Starting with the line that contains "Please tag the woman's left", reproduce each line through the end of the listing below, with no other output.

-------- Supplied data --------

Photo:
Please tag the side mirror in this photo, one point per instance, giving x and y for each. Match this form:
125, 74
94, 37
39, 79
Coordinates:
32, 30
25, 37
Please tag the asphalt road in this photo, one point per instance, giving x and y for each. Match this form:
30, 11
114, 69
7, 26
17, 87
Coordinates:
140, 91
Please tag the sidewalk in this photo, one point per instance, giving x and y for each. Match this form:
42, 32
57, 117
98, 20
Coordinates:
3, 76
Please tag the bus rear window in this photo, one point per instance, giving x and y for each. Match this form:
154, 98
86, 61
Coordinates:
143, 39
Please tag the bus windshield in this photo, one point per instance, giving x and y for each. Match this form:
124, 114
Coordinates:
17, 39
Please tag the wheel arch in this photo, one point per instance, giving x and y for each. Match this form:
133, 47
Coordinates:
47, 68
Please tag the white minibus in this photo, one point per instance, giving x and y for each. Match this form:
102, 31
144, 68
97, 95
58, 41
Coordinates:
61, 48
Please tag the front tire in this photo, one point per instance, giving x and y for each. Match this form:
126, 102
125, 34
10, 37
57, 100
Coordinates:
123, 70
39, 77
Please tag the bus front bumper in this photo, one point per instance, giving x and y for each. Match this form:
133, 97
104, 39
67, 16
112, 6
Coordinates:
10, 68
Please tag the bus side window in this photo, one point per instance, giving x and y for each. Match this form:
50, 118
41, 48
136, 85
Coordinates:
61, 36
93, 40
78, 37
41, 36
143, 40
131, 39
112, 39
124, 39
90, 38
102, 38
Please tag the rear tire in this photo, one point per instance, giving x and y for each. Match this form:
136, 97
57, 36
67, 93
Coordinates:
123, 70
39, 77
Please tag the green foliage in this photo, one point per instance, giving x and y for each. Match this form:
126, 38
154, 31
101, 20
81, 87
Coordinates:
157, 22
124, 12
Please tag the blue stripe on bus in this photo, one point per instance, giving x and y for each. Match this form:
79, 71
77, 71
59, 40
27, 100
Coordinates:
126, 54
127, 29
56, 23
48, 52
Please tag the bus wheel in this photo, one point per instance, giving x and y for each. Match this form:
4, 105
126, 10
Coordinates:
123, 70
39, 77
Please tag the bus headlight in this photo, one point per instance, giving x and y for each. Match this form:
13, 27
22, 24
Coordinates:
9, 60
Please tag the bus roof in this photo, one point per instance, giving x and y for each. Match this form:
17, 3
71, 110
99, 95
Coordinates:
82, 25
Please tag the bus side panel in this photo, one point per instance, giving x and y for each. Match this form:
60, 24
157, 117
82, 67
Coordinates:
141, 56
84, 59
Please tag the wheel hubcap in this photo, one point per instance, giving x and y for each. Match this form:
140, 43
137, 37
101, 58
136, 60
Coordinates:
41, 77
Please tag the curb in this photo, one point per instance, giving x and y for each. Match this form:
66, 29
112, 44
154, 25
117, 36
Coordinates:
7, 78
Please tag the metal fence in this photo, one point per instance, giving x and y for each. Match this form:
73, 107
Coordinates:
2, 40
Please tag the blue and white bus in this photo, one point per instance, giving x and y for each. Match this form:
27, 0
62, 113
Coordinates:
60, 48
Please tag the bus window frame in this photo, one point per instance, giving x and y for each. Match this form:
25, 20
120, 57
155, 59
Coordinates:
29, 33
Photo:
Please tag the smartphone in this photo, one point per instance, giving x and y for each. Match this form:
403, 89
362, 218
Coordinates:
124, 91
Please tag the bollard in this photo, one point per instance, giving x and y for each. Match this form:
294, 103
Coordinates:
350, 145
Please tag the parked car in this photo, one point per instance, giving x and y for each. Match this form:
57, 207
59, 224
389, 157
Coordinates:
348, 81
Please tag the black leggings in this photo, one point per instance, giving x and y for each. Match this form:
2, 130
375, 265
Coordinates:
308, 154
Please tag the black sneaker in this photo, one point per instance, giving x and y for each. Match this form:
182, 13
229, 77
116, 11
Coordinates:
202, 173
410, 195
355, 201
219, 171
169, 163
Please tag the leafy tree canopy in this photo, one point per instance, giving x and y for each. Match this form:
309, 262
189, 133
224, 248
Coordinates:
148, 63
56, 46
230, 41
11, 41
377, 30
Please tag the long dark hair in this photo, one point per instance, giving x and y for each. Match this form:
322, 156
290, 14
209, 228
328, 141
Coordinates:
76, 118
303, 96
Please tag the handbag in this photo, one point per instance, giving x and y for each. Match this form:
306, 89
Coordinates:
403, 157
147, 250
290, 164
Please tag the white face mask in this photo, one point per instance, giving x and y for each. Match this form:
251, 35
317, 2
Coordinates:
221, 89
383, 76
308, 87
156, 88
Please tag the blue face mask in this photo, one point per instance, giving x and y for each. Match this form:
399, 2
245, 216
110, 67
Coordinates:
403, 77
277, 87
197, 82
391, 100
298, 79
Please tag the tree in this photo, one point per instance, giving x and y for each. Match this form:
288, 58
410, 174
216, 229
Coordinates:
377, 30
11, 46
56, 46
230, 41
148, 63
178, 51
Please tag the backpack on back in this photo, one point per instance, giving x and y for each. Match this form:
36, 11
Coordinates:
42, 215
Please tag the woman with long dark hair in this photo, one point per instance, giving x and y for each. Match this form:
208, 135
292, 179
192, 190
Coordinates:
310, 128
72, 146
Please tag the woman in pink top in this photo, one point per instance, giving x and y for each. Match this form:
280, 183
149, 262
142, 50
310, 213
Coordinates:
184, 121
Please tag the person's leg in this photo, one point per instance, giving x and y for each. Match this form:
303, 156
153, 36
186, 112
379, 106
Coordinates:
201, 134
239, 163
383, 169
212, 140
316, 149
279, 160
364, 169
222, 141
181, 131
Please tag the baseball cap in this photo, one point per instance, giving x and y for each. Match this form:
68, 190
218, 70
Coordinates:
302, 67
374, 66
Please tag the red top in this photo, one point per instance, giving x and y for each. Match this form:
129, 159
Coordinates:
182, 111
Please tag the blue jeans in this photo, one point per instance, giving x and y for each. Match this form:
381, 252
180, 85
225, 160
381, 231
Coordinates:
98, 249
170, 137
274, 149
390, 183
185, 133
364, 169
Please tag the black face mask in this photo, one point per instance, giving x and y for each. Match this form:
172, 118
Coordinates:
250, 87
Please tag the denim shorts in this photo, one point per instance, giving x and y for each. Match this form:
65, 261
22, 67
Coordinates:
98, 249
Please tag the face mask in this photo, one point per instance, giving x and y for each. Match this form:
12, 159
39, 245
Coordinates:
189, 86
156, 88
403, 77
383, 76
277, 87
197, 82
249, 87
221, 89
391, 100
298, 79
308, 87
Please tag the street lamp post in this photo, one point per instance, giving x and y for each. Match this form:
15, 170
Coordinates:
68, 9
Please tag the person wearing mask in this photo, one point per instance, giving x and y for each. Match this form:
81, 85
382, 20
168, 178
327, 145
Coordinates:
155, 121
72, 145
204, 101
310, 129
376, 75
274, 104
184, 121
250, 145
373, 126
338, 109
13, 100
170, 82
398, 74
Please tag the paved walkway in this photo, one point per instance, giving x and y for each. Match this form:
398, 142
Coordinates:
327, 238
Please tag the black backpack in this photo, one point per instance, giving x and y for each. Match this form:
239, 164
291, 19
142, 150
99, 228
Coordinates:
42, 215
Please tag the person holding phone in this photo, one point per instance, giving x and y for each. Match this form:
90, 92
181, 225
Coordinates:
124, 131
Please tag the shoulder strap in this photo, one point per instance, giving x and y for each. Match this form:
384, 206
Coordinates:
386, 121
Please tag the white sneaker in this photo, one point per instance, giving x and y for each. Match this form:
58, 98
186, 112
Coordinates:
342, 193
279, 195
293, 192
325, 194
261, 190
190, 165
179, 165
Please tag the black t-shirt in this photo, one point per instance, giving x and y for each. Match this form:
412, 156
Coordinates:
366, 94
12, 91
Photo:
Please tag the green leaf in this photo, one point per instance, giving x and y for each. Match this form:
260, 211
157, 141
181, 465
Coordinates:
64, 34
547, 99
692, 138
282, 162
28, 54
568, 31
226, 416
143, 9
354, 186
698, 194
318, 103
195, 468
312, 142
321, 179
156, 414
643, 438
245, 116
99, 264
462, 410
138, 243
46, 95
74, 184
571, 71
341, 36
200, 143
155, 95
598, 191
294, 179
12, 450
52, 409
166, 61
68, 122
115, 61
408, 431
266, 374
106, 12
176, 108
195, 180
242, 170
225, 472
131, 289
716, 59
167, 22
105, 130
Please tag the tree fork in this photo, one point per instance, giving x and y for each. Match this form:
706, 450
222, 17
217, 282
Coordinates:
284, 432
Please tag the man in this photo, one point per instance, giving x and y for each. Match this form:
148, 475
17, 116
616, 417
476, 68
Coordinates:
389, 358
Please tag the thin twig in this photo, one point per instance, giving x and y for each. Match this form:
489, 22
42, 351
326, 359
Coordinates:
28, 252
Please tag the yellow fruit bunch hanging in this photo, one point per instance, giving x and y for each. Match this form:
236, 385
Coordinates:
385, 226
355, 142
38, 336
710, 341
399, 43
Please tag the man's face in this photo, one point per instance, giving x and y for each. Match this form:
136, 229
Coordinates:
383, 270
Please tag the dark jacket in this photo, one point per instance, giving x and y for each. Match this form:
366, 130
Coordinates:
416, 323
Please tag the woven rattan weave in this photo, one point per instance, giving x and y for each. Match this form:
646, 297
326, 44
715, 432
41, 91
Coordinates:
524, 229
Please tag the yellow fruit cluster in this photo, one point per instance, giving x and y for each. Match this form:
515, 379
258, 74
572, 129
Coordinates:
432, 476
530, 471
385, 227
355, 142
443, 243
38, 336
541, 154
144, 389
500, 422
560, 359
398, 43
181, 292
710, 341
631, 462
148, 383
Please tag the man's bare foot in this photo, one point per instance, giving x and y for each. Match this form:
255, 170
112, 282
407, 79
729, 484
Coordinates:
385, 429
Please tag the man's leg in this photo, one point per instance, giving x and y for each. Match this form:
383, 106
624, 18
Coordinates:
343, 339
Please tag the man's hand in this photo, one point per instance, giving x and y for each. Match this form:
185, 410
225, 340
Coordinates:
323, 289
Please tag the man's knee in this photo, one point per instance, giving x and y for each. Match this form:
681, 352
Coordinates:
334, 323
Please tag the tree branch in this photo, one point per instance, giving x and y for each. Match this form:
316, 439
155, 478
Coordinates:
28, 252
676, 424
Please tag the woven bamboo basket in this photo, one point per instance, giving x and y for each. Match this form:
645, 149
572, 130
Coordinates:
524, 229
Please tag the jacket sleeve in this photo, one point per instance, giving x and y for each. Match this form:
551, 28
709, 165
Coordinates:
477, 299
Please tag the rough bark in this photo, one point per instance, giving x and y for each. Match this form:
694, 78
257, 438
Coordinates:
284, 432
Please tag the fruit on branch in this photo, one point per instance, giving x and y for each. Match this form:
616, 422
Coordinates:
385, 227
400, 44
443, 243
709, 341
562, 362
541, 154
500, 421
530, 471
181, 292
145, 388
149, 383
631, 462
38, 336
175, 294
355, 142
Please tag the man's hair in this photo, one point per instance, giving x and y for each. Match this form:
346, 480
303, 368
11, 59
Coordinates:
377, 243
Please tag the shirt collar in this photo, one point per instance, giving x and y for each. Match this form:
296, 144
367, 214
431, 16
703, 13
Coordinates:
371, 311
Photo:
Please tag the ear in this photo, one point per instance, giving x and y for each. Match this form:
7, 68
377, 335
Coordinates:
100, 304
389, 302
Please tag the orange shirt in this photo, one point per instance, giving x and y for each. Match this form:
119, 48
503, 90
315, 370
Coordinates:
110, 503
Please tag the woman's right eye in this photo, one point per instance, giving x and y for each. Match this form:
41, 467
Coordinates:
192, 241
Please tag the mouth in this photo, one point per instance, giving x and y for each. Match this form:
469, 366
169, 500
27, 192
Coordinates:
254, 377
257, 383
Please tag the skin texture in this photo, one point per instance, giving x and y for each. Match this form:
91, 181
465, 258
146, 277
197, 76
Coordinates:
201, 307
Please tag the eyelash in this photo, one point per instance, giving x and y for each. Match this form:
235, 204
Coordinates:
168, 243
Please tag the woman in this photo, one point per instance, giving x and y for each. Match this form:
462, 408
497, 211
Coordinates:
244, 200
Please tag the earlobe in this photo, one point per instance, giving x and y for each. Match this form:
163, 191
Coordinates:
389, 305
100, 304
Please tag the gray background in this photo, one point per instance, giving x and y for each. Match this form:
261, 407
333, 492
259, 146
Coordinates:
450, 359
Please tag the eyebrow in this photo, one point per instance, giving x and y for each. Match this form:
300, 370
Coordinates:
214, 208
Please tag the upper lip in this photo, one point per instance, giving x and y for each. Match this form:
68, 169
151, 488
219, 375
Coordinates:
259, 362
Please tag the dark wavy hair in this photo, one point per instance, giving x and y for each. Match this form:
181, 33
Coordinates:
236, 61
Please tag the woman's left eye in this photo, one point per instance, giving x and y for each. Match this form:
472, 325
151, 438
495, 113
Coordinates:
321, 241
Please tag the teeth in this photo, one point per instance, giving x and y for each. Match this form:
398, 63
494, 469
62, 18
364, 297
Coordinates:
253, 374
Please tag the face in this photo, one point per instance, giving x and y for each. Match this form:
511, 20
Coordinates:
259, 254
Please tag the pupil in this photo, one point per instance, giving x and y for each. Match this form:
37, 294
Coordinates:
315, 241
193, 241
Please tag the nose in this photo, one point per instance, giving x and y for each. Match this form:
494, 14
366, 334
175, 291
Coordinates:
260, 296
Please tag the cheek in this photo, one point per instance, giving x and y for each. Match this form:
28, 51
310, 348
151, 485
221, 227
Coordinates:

--------

- Completed exercise -
Please tag the woman's left eye in this photo, one point per instance, giving x and y for each. Match this form:
472, 325
151, 438
495, 113
Coordinates:
321, 241
Please tag the teeth in this photo, one point per instance, giving x and y for each. Match this form:
398, 63
494, 469
62, 18
364, 297
Coordinates:
253, 374
Please tag the face in this photo, one point per instance, giving x and y for each. Match this form:
511, 20
Coordinates:
259, 254
Please tag the pupil in this photo, one point per instance, giving x and y for each. Match this form:
37, 294
Coordinates:
315, 241
193, 241
Please tag the nose in this photo, one point per instance, giving x and y for each. Match this form:
494, 14
366, 334
175, 291
Coordinates:
260, 296
Please tag the cheek in this photo, one point per instance, giving x and y for each. Match this form:
28, 51
310, 348
151, 485
221, 227
Coordinates:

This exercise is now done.